### Directions
Copy verbatim every line in the rows below, from the line containing "example: [397, 1031]" down to the line containing "[203, 1008]", including both of those lines.

### Data lines
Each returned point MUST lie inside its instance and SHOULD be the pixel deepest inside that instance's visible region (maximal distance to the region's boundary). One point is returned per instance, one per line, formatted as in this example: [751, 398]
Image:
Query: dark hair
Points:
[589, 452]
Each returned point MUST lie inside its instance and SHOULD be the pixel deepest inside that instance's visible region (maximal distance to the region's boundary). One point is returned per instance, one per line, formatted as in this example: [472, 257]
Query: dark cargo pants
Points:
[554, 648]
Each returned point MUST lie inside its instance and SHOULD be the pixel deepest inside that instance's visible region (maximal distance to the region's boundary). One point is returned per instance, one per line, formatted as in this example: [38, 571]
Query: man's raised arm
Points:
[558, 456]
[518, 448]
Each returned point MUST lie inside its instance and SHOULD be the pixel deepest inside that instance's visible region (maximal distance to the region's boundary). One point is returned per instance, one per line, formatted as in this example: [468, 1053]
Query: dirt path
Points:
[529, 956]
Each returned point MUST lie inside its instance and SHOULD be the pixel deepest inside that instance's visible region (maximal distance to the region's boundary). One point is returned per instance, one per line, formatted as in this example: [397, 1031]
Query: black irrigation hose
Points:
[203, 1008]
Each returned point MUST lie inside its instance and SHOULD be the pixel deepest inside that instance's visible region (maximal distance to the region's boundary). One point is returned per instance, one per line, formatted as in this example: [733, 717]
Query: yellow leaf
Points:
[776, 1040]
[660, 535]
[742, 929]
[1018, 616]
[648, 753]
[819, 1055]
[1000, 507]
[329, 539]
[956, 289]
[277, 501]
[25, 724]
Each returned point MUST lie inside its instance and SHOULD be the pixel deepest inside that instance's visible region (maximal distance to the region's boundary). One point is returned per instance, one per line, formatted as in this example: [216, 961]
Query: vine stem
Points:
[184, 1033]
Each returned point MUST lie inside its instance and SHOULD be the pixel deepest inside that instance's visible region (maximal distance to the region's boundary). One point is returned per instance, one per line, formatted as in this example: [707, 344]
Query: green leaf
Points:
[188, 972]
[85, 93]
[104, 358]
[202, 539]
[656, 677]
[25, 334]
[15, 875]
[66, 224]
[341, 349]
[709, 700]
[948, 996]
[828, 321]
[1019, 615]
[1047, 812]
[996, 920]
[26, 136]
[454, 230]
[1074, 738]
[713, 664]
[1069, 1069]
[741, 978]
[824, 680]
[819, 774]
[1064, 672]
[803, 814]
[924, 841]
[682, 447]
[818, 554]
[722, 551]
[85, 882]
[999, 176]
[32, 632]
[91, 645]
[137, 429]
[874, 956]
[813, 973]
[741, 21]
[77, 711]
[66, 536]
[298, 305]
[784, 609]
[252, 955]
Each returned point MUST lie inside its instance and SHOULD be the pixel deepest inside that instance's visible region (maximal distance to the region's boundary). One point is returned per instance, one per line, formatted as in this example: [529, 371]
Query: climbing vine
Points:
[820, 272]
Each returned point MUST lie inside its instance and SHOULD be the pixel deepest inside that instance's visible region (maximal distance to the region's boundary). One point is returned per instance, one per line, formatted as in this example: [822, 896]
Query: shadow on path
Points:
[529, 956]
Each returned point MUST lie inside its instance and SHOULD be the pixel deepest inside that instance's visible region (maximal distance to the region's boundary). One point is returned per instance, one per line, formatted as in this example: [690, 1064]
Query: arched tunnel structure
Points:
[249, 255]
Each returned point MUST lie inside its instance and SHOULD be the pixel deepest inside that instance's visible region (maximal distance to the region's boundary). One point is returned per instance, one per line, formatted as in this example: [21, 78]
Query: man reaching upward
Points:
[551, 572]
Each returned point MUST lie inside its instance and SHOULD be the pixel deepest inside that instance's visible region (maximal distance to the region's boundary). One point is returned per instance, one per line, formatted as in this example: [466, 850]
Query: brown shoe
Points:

### Finished exercise
Each returned point MUST lie inside its instance and SHOULD be the pixel deepest inside that instance's visible region (maximal distance to the region's boundary). One point is returned per instance, one per line, formatted as in this example: [397, 1031]
Query: black irrigation hose
Points:
[203, 1008]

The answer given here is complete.